(Items from a data source)

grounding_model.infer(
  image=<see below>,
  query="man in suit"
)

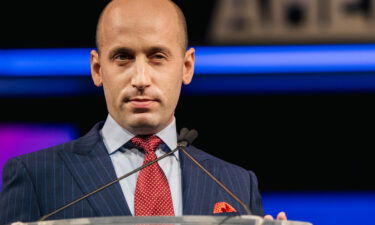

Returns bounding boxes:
[0,0,286,224]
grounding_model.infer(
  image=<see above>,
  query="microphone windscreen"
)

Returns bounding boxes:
[186,129,198,145]
[178,127,189,141]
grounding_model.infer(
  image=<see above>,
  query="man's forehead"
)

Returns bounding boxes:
[97,0,186,52]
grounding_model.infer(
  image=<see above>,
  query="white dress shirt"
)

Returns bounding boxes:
[100,114,182,216]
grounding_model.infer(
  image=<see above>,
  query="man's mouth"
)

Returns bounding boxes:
[125,97,158,108]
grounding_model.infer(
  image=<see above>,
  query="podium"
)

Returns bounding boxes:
[12,215,312,225]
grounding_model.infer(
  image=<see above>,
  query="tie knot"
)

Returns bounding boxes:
[131,135,162,153]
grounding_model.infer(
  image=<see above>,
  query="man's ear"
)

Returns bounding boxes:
[182,48,195,85]
[90,50,103,87]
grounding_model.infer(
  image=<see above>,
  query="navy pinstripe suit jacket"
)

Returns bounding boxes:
[0,123,263,224]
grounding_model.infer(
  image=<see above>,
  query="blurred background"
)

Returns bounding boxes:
[0,0,375,224]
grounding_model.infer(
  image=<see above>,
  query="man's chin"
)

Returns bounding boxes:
[129,115,160,135]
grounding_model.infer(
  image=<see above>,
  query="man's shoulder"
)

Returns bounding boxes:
[11,122,103,161]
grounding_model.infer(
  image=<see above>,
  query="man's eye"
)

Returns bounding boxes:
[113,54,132,61]
[152,53,166,60]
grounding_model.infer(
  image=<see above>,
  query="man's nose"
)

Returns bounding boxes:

[PROBLEM REQUIREMENTS]: Show each line of the data above that contains the string "suit", copied in full. Matching is case-sensitive.

[TASK SOLUTION]:
  query="man in suit"
  query="navy pinstripe suit jacket"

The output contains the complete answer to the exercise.